Every record below, from first to last, should be copied exactly; leave the pictures out.

# [Data entries]
────

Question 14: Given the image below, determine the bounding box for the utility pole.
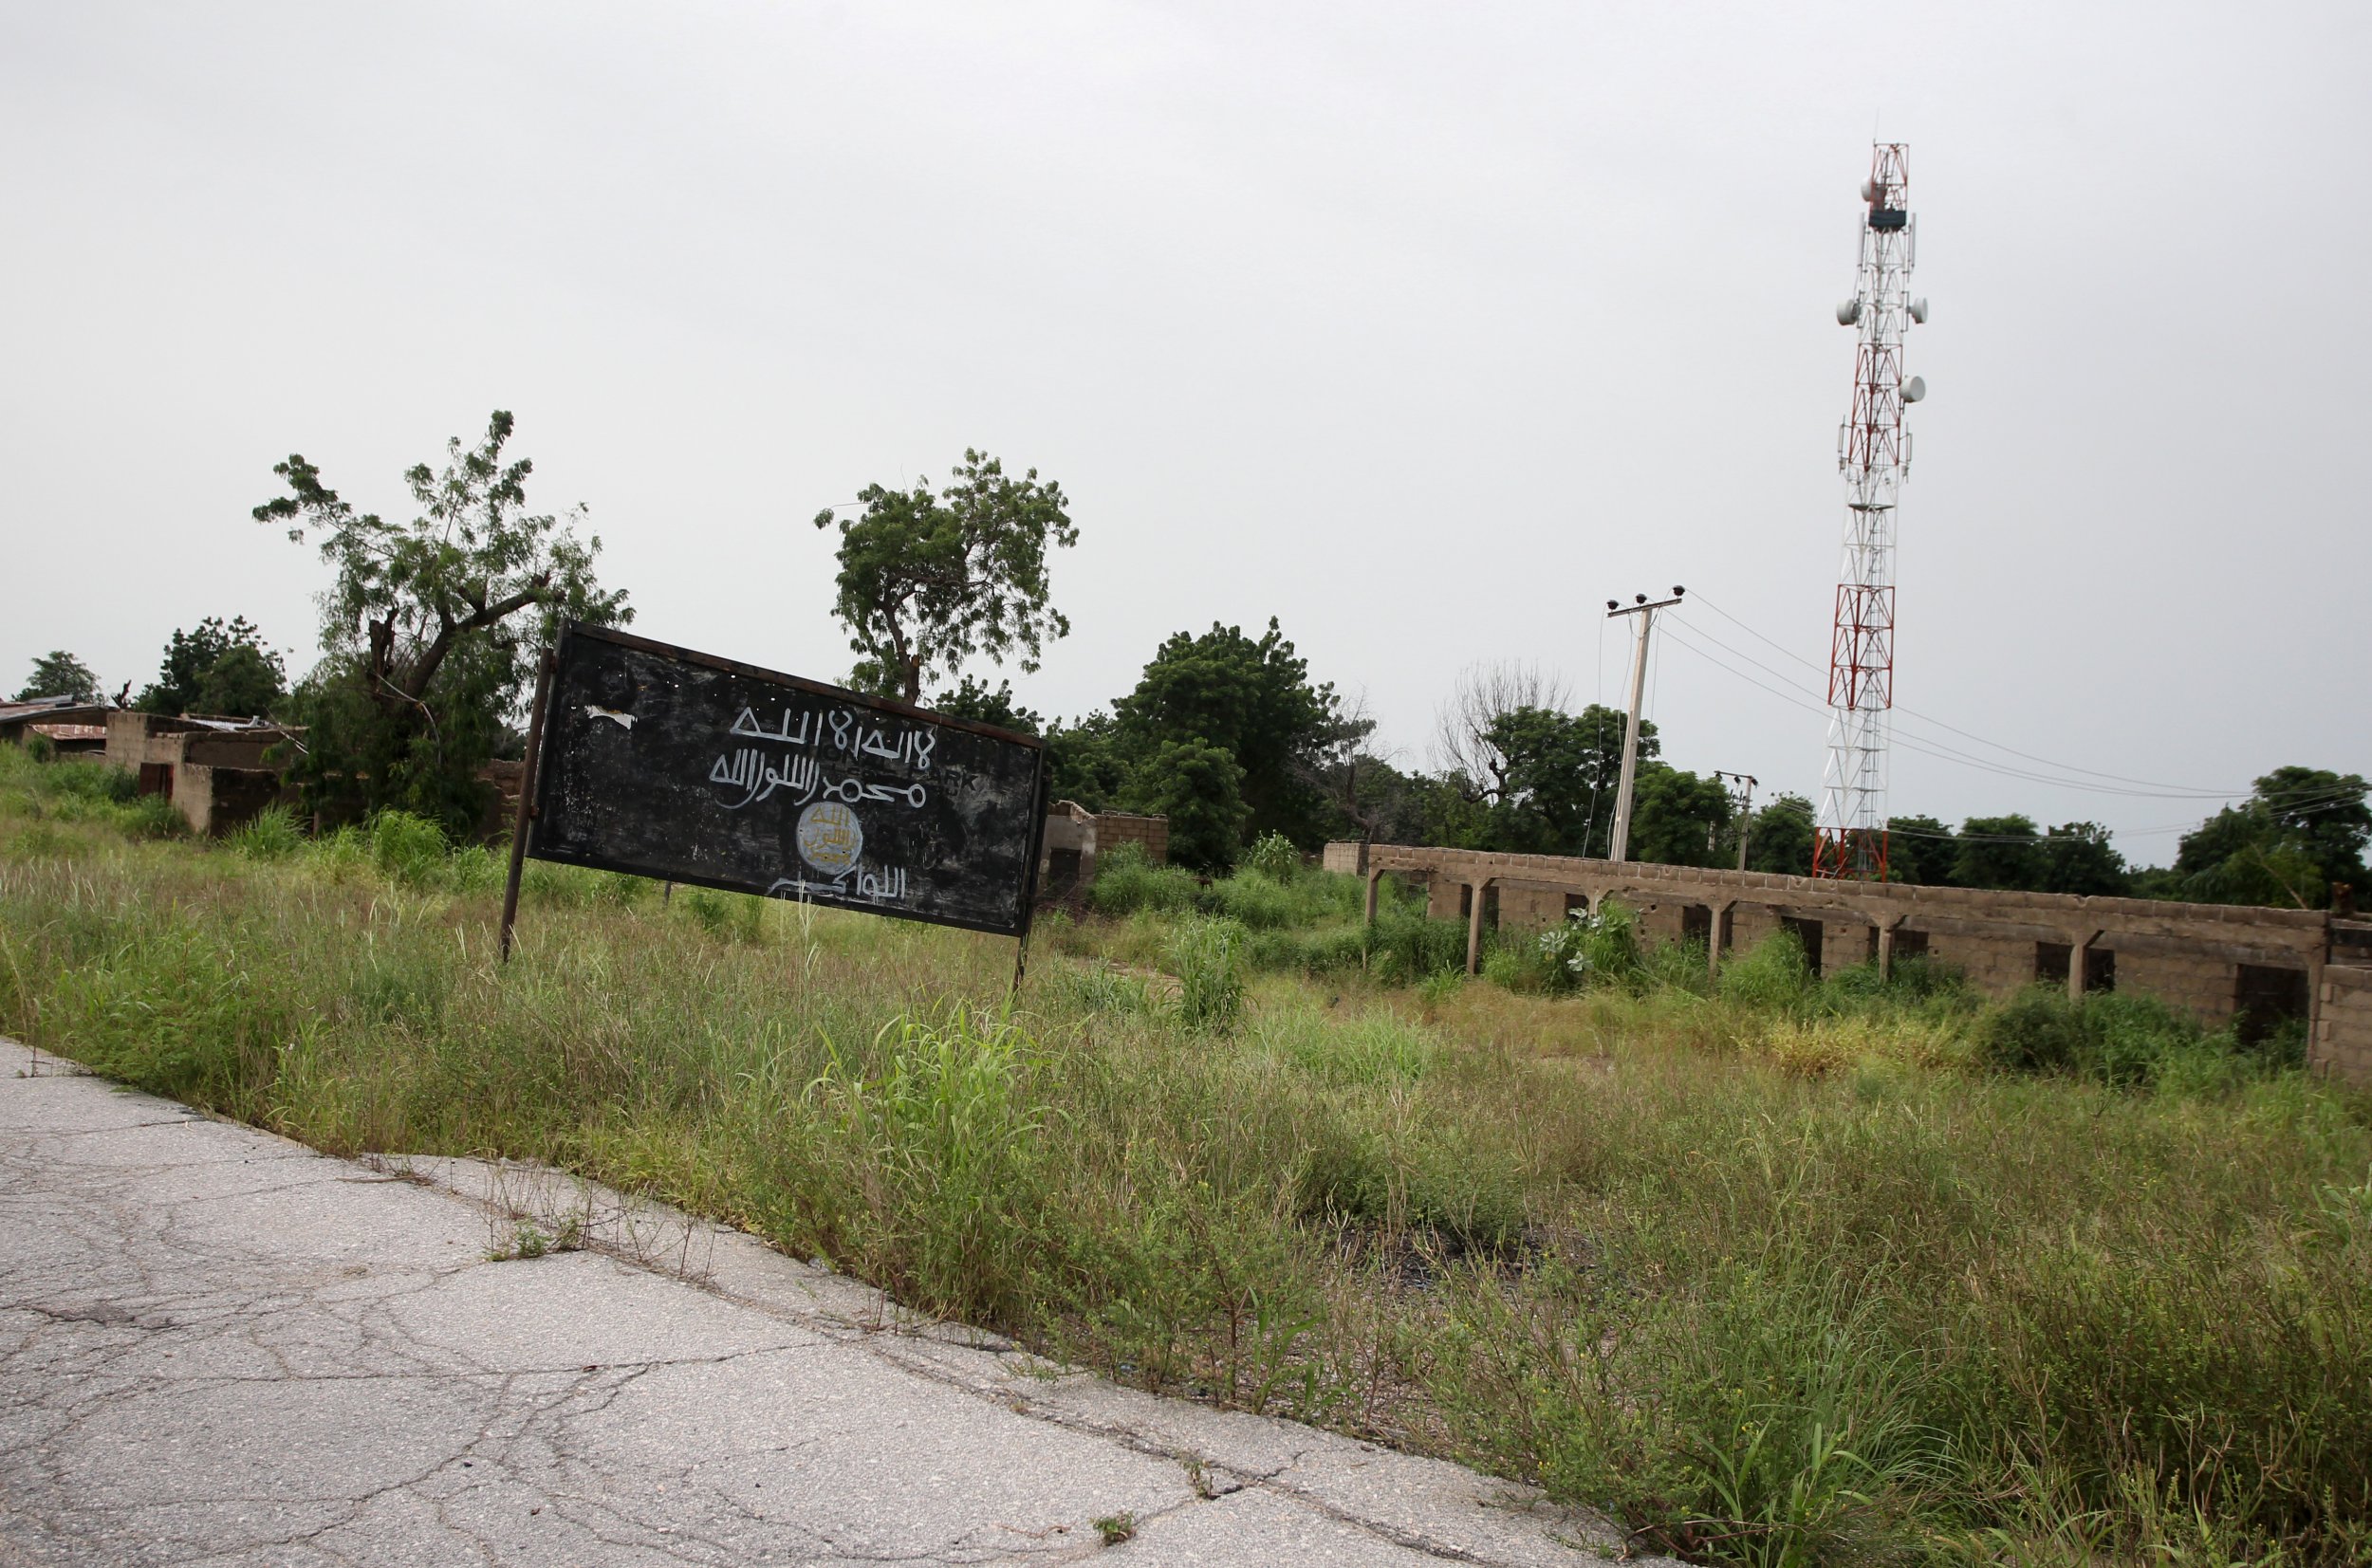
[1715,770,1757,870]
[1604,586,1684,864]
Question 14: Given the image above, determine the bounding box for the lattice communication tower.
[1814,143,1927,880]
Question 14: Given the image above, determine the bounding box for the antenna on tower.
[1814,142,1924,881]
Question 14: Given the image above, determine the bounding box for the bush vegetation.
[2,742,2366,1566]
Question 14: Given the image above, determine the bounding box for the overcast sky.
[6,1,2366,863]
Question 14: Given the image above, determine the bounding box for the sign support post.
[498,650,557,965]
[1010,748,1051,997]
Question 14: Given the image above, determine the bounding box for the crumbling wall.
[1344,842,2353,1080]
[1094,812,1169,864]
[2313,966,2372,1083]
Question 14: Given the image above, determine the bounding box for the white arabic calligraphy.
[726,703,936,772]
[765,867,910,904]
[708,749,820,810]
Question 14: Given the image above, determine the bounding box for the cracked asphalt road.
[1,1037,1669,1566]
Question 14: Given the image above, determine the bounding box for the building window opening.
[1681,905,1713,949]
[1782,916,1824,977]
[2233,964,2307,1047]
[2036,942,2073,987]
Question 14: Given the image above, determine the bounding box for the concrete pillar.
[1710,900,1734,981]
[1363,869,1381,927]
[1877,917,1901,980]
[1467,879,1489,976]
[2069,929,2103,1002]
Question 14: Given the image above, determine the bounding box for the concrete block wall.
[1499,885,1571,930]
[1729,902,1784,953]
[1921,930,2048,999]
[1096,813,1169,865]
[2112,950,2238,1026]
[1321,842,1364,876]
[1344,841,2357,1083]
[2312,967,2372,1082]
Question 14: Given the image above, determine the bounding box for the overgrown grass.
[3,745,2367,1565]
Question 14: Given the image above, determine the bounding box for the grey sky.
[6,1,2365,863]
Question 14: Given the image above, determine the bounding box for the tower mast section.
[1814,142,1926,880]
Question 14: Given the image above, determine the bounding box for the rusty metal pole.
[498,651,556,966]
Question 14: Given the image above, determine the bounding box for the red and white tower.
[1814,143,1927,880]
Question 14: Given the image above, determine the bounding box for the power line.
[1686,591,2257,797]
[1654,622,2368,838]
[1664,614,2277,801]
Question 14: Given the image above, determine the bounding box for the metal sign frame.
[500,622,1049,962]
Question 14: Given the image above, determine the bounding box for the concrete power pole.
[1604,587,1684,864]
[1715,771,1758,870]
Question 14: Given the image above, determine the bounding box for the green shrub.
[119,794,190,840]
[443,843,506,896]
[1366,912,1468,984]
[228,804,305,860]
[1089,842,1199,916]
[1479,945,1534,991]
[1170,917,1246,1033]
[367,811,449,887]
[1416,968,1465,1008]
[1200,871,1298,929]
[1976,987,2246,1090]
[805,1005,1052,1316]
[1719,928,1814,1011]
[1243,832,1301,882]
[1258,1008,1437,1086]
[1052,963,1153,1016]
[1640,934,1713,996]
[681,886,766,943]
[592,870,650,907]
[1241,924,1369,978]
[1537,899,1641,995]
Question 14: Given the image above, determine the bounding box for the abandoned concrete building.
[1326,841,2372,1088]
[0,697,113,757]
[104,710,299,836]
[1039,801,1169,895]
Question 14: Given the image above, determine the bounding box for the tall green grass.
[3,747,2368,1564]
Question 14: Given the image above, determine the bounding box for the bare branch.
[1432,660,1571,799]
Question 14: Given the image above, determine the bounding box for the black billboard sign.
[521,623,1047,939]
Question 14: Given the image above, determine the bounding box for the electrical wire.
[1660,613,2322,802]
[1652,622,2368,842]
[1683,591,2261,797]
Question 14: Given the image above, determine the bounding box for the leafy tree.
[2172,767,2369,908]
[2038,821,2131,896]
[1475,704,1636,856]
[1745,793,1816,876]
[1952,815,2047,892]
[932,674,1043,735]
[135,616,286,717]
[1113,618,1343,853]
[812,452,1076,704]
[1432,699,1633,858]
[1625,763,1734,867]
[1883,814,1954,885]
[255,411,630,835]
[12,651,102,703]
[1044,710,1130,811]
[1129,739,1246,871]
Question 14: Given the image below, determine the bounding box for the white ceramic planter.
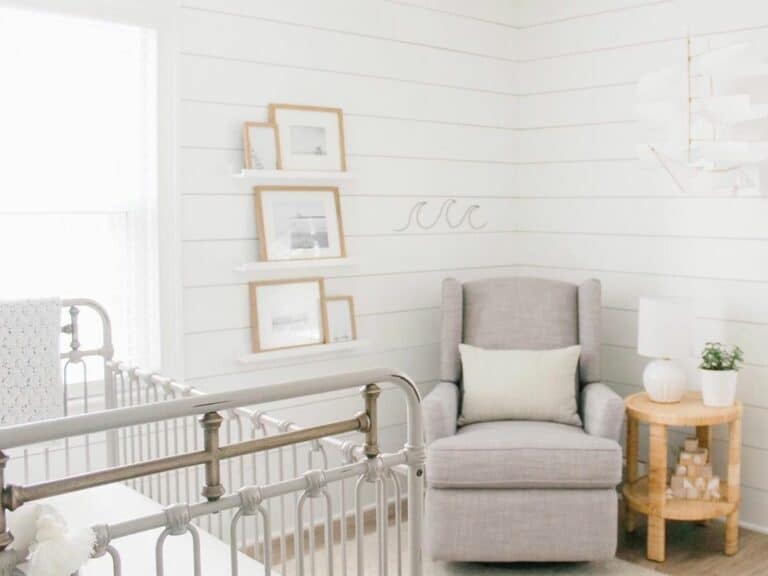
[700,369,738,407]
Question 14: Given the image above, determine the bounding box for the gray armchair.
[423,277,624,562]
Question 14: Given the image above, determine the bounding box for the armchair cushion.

────

# [Solution to the problem]
Question 14: Given the image below, determine the bounding box for the utility pole.
[1715,770,1757,870]
[1604,586,1684,864]
Question 14: Given the image above, determine the bounding box for the lattice communication tower.
[1814,143,1927,880]
Question 14: Given the image above, determine the bounding box for the antenna on tower.
[1814,142,1924,881]
Question 14: Given the image above, determine the bounding box for the bush vegetation.
[2,742,2366,1566]
Question 14: Given the image above, determine the bounding box for the overcast sky.
[6,1,2366,863]
Question 14: Given the image above, determine the bounding box for the sign support post.
[498,650,557,965]
[1010,748,1051,997]
Question 14: Given the image above, determine the bounding box for the crumbling wall.
[1344,842,2353,1080]
[1094,812,1169,864]
[2313,966,2372,1083]
Question 14: Given the image above, determine the bounding box for the white arabic calligraphy.
[726,703,936,772]
[765,867,910,904]
[708,749,820,810]
Question 14: Given the image above, determine the bounding box for the cracked asphalt road.
[1,1037,1669,1566]
Question 14: Given the image above, determine the bounding box for the building window opening.
[1681,905,1713,949]
[1782,916,1824,977]
[2233,964,2307,1047]
[2036,942,2073,987]
Question 14: Given the image above, determine the bounding box for the concrete pillar.
[1710,900,1734,981]
[1363,869,1381,927]
[1877,917,1901,980]
[1467,879,1489,976]
[2069,929,2103,1002]
Question 14: Given the image above, determine the bounding box for the concrete block wall.
[1499,885,1571,930]
[1729,902,1784,953]
[1921,930,2048,999]
[1096,813,1169,865]
[2112,950,2238,1026]
[1321,842,1364,876]
[1344,841,2357,1083]
[2312,967,2372,1082]
Question 14: Given the image above, determine the bounding box for the overgrown grass.
[3,745,2367,1565]
Question 14: Given the image above, determine the bounding box for the grey sky.
[6,1,2365,863]
Question 14: Given the image above, determine the bounding box for the tower mast section.
[1814,142,1926,880]
Question 14: Given the image above, determine the bounding box for the rusty metal pole.
[498,651,556,966]
Question 14: Given the image above, determine the bounding box for the red and white tower.
[1814,143,1927,880]
Question 14: Given the image above, determine the bounding box for the power line.
[1686,591,2257,797]
[1654,622,2368,838]
[1664,614,2277,801]
Question 14: Given the image above, determine the bounding box for the metal sign frame.
[500,622,1049,962]
Question 14: Given the image above, determine the bounding box for the concrete power pole.
[1604,587,1684,864]
[1715,771,1758,870]
Question 14: Given the image above, determine the bounding box for the green shrub.
[119,794,190,840]
[443,843,506,896]
[1366,912,1468,984]
[228,804,305,860]
[1089,842,1199,916]
[1479,945,1534,991]
[1170,917,1246,1033]
[367,811,449,887]
[1416,968,1465,1008]
[1200,871,1298,929]
[1976,987,2246,1090]
[805,1005,1052,1316]
[1719,928,1814,1011]
[1243,832,1301,882]
[1258,1008,1437,1086]
[1052,963,1153,1016]
[1640,934,1713,996]
[681,886,766,943]
[592,870,650,907]
[1241,924,1369,978]
[1537,899,1641,995]
Question 14: Given the image above, determine the bounding box for the abandoned concrete building.
[1326,841,2372,1088]
[0,697,113,757]
[104,710,299,836]
[1039,801,1169,895]
Question 14: Given the image above, determine the bounding box for the tall green grass.
[3,747,2368,1564]
Question 14: Given the image above, determine the bounding box for the bare branch.
[1432,660,1571,799]
Question 14: Given the image above, determine the bounding box for the black billboard sign.
[521,623,1047,939]
Question 14: Given the image above, determine the bounding box for the electrical wire.
[1660,613,2322,802]
[1652,622,2368,842]
[1683,591,2261,797]
Question 14: Given the image above, determine the bounding box for the leafy tree.
[2172,767,2369,908]
[2038,821,2131,896]
[1475,704,1636,856]
[1745,793,1816,876]
[1952,815,2047,892]
[932,674,1043,735]
[135,616,286,717]
[1113,618,1343,853]
[812,452,1076,704]
[1432,699,1633,858]
[1625,763,1734,867]
[1883,814,1954,885]
[255,411,630,835]
[12,651,102,703]
[1044,710,1130,811]
[1129,739,1246,871]
Question 14: Given the image below, determine the bounding box for the white ceramic planter.
[700,369,738,407]
Question 14: Given the image above, determine the bounding box for the gray armchair.
[423,277,624,562]
Question 14: Given the image above, determine the bounding box for the armchair cushion.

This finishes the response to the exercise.